━━ DATASET CONTENT ━━
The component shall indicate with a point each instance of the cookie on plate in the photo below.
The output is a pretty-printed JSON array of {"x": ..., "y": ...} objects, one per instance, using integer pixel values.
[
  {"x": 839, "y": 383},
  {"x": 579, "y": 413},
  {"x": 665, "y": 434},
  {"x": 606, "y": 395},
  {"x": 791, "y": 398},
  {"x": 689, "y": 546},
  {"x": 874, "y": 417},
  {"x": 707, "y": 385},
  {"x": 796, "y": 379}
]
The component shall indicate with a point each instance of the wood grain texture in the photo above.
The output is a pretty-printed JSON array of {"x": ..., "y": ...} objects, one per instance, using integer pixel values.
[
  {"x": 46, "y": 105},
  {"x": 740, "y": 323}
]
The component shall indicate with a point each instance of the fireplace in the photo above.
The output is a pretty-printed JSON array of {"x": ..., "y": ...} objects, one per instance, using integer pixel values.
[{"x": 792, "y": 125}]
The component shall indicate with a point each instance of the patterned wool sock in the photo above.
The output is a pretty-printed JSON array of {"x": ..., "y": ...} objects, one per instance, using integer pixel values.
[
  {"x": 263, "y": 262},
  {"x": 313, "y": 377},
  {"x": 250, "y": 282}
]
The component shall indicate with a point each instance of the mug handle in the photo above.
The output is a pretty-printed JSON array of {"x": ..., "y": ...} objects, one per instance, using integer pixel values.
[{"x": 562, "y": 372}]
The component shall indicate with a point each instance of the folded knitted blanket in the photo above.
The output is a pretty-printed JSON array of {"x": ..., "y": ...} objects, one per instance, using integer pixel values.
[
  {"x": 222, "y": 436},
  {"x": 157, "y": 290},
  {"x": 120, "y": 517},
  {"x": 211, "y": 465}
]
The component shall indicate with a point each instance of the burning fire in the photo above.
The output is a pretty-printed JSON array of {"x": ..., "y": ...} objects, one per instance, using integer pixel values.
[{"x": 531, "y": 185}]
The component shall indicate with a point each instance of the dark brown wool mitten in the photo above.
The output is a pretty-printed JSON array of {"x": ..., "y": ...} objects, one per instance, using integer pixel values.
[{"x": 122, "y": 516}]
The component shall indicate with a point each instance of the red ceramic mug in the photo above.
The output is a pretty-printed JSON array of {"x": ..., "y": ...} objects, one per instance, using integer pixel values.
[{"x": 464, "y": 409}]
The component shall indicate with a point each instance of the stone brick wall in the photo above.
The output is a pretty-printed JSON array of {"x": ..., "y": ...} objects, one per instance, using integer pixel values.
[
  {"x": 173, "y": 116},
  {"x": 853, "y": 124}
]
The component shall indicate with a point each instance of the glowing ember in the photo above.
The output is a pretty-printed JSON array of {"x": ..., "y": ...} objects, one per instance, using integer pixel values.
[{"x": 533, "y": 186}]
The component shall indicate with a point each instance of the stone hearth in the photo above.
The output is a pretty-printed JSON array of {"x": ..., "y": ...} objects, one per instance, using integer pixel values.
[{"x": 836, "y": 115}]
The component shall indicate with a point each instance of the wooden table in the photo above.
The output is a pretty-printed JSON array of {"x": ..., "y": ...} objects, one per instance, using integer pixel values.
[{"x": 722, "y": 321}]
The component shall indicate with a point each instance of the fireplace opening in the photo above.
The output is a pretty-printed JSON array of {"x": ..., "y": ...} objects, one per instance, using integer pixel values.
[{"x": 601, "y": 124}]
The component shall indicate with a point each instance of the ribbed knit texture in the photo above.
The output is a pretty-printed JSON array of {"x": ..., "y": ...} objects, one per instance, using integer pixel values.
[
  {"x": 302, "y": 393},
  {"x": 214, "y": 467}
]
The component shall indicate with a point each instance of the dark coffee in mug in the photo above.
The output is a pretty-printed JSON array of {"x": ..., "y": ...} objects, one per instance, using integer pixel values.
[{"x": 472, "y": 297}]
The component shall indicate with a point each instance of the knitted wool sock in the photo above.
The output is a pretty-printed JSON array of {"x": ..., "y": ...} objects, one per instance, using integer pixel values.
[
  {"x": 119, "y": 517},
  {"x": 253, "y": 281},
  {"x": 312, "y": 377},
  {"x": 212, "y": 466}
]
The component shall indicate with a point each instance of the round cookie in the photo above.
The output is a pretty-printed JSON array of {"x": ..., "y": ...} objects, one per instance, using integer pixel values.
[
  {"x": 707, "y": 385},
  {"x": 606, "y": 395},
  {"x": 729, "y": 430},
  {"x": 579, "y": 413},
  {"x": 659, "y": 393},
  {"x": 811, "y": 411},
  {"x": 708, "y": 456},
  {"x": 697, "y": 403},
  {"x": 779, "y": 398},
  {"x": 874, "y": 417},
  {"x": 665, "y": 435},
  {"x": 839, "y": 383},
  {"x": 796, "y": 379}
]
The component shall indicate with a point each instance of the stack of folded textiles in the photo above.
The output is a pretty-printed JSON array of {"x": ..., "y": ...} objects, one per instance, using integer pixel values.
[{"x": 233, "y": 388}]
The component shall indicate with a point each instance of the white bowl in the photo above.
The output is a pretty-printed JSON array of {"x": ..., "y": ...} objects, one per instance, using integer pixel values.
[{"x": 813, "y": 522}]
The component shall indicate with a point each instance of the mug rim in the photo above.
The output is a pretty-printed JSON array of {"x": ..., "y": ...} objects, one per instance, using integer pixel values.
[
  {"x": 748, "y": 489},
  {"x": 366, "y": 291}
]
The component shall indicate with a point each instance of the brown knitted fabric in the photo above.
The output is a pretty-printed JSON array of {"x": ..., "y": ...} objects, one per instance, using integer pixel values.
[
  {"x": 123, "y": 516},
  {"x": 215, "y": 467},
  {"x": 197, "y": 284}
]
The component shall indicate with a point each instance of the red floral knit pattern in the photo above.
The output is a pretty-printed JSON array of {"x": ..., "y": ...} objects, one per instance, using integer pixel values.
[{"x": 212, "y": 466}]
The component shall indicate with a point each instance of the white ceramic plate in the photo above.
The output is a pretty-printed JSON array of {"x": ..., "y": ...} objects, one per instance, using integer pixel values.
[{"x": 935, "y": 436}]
━━━
» THE TASK
Write the data out again in full and exactly.

» WRITTEN RESPONSE
The component shall indicate with a point each instance of the cookie on plate in the photo below.
The output is a pretty-printed JSON array of {"x": ..., "y": ...} objects, one per instance, using integer pixel values.
[
  {"x": 839, "y": 383},
  {"x": 579, "y": 413},
  {"x": 665, "y": 434},
  {"x": 606, "y": 395},
  {"x": 791, "y": 398},
  {"x": 689, "y": 546},
  {"x": 874, "y": 417},
  {"x": 707, "y": 385},
  {"x": 796, "y": 379}
]
The component shall indicate with a point each instance of the wood grain texture in the photo above.
The output is a pretty-printed JSON array of {"x": ..., "y": ...} objects, one per instance, using integer pixel values.
[
  {"x": 46, "y": 105},
  {"x": 740, "y": 323}
]
The component shall indicate with a point each instance of the fireplace in the photo above.
The output is a pretty-printed JSON array of {"x": ..., "y": ...} objects, one per instance, using integer pixel values.
[{"x": 792, "y": 125}]
The component shall indicate with a point each instance of the patterned wool sock in the photo above.
The output is a pretty-printed JSON array of {"x": ..., "y": ...} objects, one per instance, using integer pixel values.
[
  {"x": 263, "y": 262},
  {"x": 313, "y": 377},
  {"x": 250, "y": 282}
]
The component shall indicate with a point each instance of the mug handle in the photo above.
The output is a pretty-printed JSON array of {"x": ..., "y": ...} objects, one per instance, using integer pixel values.
[{"x": 562, "y": 372}]
The component shall indicate with a point each instance of the folded knitted blanket in the photo above.
The output is a pretty-printed JSON array of {"x": ..., "y": ...} objects, one per instance, using integer pixel values.
[
  {"x": 222, "y": 436},
  {"x": 157, "y": 290},
  {"x": 120, "y": 517},
  {"x": 211, "y": 465}
]
The component shall indicate with a point each instance of the burning fire in the photo above.
The output is a pretty-printed JSON array of {"x": ..., "y": ...} objects, one per instance, using integer pixel values.
[{"x": 531, "y": 185}]
The component shall indicate with a point each instance of the dark brown wool mitten in the photo above.
The output is a pretty-printed JSON array of {"x": ..., "y": ...} objects, one per instance, using integer pixel values.
[{"x": 122, "y": 516}]
The component shall indicate with a point each instance of the red ceramic mug in the photo above.
The output is a pretty-printed JSON array of {"x": ..., "y": ...} objects, one per instance, using integer pixel values.
[{"x": 464, "y": 409}]
The component shall indicate with a point each instance of the stone brick wall in the photo above.
The output is a pretty-printed JSON array of {"x": ..., "y": ...} objects, one per instance, using integer pixel values.
[
  {"x": 173, "y": 116},
  {"x": 853, "y": 124}
]
The component shall indicate with a point each instance of the glowing ember in the photo above.
The output is a pretty-printed JSON array of {"x": ..., "y": ...} objects, one per instance, using integer pixel values.
[{"x": 533, "y": 186}]
The component shall indicate with a point each instance of the stone hearth in the photo above.
The output is a pretty-printed JSON array of {"x": ..., "y": ...} objects, one per instance, using integer pixel values.
[{"x": 836, "y": 115}]
The component shall indicate with a point each instance of the wooden table in the photo above.
The output is a pretty-printed JSON array of {"x": ..., "y": ...} objects, one per instance, using integer pixel values.
[{"x": 722, "y": 321}]
The component shall indicate with a point each instance of the fireplace opening in the photo above.
The output is a pretty-printed JSON array of {"x": ..., "y": ...} objects, one per instance, using integer pixel values.
[{"x": 601, "y": 124}]
The component shall indicate with a point each instance of the ribbed knit texture in the photo above.
The output is a pretty-printed JSON array of {"x": ..., "y": ...} objects, one per instance, using integer pixel values.
[
  {"x": 302, "y": 393},
  {"x": 214, "y": 467}
]
The component shall indicate with a point each instance of the dark coffee in mug in the photo above.
The output is a pretty-printed JSON array of {"x": ..., "y": ...} objects, one per instance, using integer pixel values.
[{"x": 472, "y": 297}]
The component shall indicate with a point each instance of the knitted wool sock in the photo above.
The output is a pretty-printed JSON array of {"x": ..., "y": ...} objects, one per instance, using integer pixel values.
[
  {"x": 119, "y": 517},
  {"x": 253, "y": 281},
  {"x": 312, "y": 377},
  {"x": 212, "y": 466}
]
The component shall indicate with a point each instance of the round cookie in the photo above.
The output is a pretty-printed JSON array of {"x": ..., "y": ...} objects, one per instance, using integer pixel values.
[
  {"x": 707, "y": 385},
  {"x": 606, "y": 395},
  {"x": 729, "y": 430},
  {"x": 579, "y": 413},
  {"x": 659, "y": 393},
  {"x": 811, "y": 411},
  {"x": 708, "y": 456},
  {"x": 697, "y": 403},
  {"x": 779, "y": 398},
  {"x": 874, "y": 417},
  {"x": 665, "y": 435},
  {"x": 839, "y": 383},
  {"x": 796, "y": 379}
]
The component shall indicate with a point each instance of the stack of folded textiles in the photo above.
The output is a pretty-printed JSON array of {"x": ..., "y": ...} objects, one per instance, using integer pixel values.
[{"x": 233, "y": 388}]
The component shall indicate with a point each instance of the white bowl in the photo above.
The output is a pretty-printed JSON array of {"x": ..., "y": ...} objects, one per instance, using integer pixel values.
[{"x": 813, "y": 522}]
The component shall indicate with a point each instance of the mug rim in the photo above.
The output is a pretty-printed JSON array of {"x": ..., "y": ...} objects, one per instance, using integer pixel values.
[
  {"x": 748, "y": 489},
  {"x": 366, "y": 291}
]
The component shall indicate with a point each instance of the brown knitted fabric in the photo above.
The output is a pretty-printed JSON array of {"x": ..., "y": ...} objects, one per instance, using integer pixel values.
[
  {"x": 123, "y": 516},
  {"x": 215, "y": 467},
  {"x": 197, "y": 284}
]
The component shall indicate with a point each instance of the red floral knit pattern in the photo above.
The output is a pretty-printed JSON array of {"x": ..., "y": ...} objects, one per instance, using integer pixel values.
[{"x": 212, "y": 466}]
The component shall indicate with a point each instance of the white ceramic plate in the photo above.
The output is a pretty-printed JSON array of {"x": ..., "y": ...} objects, one per instance, using integer pixel values.
[{"x": 935, "y": 436}]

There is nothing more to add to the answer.